DIRECTIONS -
A - Copy out every sentence in the blog post about a trip to Portland that begins with the word "I'm".
B - Write the next part of the blog post about a trip to Portland, starting after its final sentence.

TEXT PROVIDED -
Guess what? Where there is a huge jump in hits without a direct link to snottiness… it isn’t scary.
Ahhh today is a great day. Hopefully I yelled at the contractors enough yesterday to last all week.
Friday I fly to Portland. Sunday I fly home. I’m going alone. I’m looking forward to more than 48 hours of not being responsible for anyone or anything. I mean I’ll have to show up at a birthday party and I’ll be spending time with friends… but if I’m lazy that’s fine. In fact I suspect that if I’m lazy it will make people kinda happy. (Ok, blacksheep will want me to do some exercise but mostly because she can’t sit still to talk so we’ll have to be in motion. I can live with that.) Luckily Dad is lazier than fuck. Once I get around him I can assume a couch lock position and he’ll think it’s great. Ha.
I’m feeling weird about one thing that folks-who-don’t-know-me-on-the-internet conflate.

ENTRIES SUPPLIED -
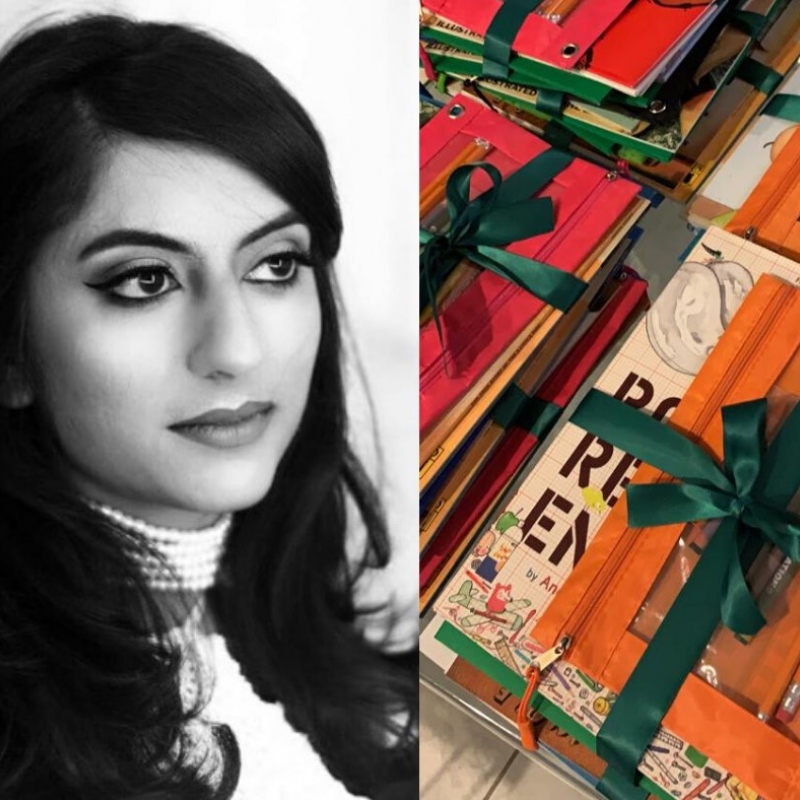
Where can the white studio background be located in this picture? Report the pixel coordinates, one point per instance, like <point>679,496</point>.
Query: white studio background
<point>352,65</point>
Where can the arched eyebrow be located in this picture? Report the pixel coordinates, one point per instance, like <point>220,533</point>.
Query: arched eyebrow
<point>122,237</point>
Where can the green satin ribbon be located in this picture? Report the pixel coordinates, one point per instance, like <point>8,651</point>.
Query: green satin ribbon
<point>530,413</point>
<point>503,214</point>
<point>500,35</point>
<point>784,106</point>
<point>748,493</point>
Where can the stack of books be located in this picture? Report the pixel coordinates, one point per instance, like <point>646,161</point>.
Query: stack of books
<point>663,87</point>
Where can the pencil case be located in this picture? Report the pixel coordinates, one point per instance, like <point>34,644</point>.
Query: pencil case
<point>617,598</point>
<point>769,216</point>
<point>525,421</point>
<point>559,43</point>
<point>479,322</point>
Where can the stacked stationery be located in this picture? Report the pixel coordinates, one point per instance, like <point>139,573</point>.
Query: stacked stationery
<point>546,526</point>
<point>663,87</point>
<point>494,317</point>
<point>743,167</point>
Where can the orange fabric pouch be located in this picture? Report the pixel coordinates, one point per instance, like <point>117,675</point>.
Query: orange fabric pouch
<point>616,597</point>
<point>769,215</point>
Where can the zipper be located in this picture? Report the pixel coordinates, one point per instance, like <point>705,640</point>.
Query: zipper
<point>501,298</point>
<point>540,663</point>
<point>765,211</point>
<point>593,599</point>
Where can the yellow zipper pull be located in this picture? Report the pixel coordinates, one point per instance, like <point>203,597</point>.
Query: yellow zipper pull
<point>540,663</point>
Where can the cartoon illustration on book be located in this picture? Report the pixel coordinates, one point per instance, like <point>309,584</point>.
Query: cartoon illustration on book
<point>694,310</point>
<point>498,607</point>
<point>507,535</point>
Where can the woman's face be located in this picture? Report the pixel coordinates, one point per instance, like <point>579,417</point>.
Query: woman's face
<point>174,327</point>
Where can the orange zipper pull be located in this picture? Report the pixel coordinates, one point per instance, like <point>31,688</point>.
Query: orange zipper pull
<point>540,663</point>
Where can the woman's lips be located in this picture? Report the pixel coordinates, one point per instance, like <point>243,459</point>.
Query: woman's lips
<point>227,428</point>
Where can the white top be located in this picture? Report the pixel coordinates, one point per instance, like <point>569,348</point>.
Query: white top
<point>276,761</point>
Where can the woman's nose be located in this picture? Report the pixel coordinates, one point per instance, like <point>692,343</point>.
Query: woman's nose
<point>226,342</point>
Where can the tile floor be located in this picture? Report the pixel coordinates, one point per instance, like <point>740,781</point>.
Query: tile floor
<point>460,760</point>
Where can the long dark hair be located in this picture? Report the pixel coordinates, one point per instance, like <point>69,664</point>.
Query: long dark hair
<point>89,699</point>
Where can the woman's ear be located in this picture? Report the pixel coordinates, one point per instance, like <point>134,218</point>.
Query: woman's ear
<point>15,389</point>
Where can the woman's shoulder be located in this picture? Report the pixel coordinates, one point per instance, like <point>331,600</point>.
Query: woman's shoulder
<point>275,758</point>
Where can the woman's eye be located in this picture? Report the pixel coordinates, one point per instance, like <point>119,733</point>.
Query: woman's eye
<point>277,268</point>
<point>139,284</point>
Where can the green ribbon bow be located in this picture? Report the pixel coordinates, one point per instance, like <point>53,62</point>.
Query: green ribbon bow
<point>502,214</point>
<point>749,492</point>
<point>500,35</point>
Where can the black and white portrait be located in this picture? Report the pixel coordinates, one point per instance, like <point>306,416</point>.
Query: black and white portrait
<point>207,400</point>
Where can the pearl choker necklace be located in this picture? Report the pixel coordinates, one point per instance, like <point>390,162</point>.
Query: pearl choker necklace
<point>189,558</point>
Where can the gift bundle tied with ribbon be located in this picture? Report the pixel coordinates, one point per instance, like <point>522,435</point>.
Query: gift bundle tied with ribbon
<point>749,493</point>
<point>479,229</point>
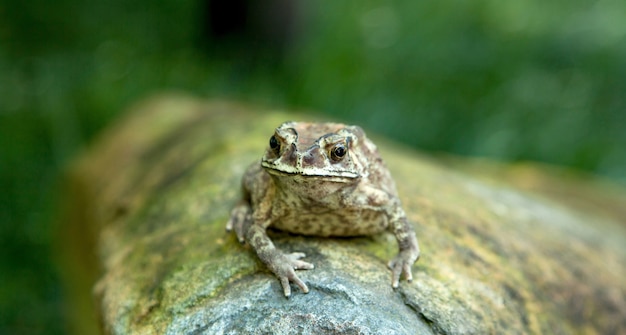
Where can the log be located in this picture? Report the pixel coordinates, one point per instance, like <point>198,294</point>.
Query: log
<point>506,248</point>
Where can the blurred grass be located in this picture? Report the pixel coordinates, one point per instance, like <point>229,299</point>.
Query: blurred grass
<point>527,80</point>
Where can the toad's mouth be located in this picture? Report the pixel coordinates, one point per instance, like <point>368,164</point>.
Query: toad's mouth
<point>310,172</point>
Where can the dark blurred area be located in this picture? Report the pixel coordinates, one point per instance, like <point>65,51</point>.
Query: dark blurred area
<point>534,80</point>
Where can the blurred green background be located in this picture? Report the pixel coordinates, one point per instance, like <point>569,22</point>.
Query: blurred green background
<point>524,80</point>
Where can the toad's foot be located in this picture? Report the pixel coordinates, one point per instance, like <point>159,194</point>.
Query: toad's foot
<point>402,264</point>
<point>283,266</point>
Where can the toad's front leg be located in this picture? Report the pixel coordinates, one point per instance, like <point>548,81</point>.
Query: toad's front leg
<point>407,243</point>
<point>282,265</point>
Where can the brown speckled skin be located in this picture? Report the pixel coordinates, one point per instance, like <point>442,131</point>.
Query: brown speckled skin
<point>305,185</point>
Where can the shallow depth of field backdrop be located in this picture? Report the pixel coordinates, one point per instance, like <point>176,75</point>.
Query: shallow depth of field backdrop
<point>512,80</point>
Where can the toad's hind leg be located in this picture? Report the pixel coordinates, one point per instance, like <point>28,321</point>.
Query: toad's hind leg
<point>282,265</point>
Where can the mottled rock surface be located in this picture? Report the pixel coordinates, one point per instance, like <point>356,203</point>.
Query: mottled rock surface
<point>505,249</point>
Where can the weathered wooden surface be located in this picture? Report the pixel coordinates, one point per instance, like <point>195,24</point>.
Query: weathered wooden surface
<point>497,257</point>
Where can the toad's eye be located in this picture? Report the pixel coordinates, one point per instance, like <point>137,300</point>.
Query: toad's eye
<point>338,152</point>
<point>274,144</point>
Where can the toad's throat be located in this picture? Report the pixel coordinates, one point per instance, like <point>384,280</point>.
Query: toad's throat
<point>313,172</point>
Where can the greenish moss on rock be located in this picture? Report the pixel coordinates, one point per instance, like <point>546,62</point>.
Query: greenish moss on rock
<point>155,192</point>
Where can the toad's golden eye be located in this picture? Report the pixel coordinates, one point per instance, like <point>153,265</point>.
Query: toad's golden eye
<point>274,144</point>
<point>338,152</point>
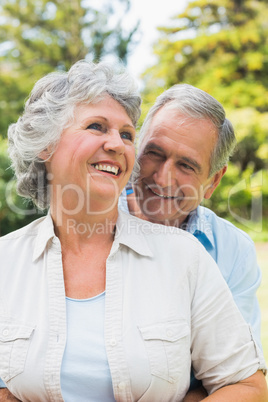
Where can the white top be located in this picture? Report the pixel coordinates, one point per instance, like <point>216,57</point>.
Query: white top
<point>85,370</point>
<point>167,305</point>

RESPONSES IN ORDER -
A -
I'm going alone.
I'm looking forward to more than 48 hours of not being responsible for anyone or anything.
I'm feeling weird about one thing that folks-who-don't-know-me-on-the-internet conflate.

B -
My Dad was never my Master. I have never been his slave. We are both in the bdsm community, yes. We fucked once (it was awful and gross and never again) and we’ve played a few times because he is very good with canes and single tails and he put needles in me once just to break my cherry. But we haven’t played together other than as a class demo (I’m unusually verbal) in more than ten years. Our closeness at this point is not about our bdsm relationship and we don’t know that we’ll ever play again.
I know I shouldn’t care about strangers getting that detail straight. My Owner was a very different person. My Owner was unmarried and had never had children. My Dad has children almost my age. His oldest is a year younger than me. His bio-children don’t appreciate my presence in his life but… they don’t have to run into me other than weddings and funerals so I can live with that. And I’ve been at both for 15 years.
I suspect it might have been healthier for me to find an adoptive father who didn’t want to beat or fuck me… but baby steps, ok? Maybe what I need isn’t what you need. I can live with that. I don’t need you to be like me for me to be validated in my choices.
My life is unusual. What is right for me is probably not right for you. Don’t emulate me. But consider me, perhaps. As an idea of “Wow. I guess people really do need to be different.”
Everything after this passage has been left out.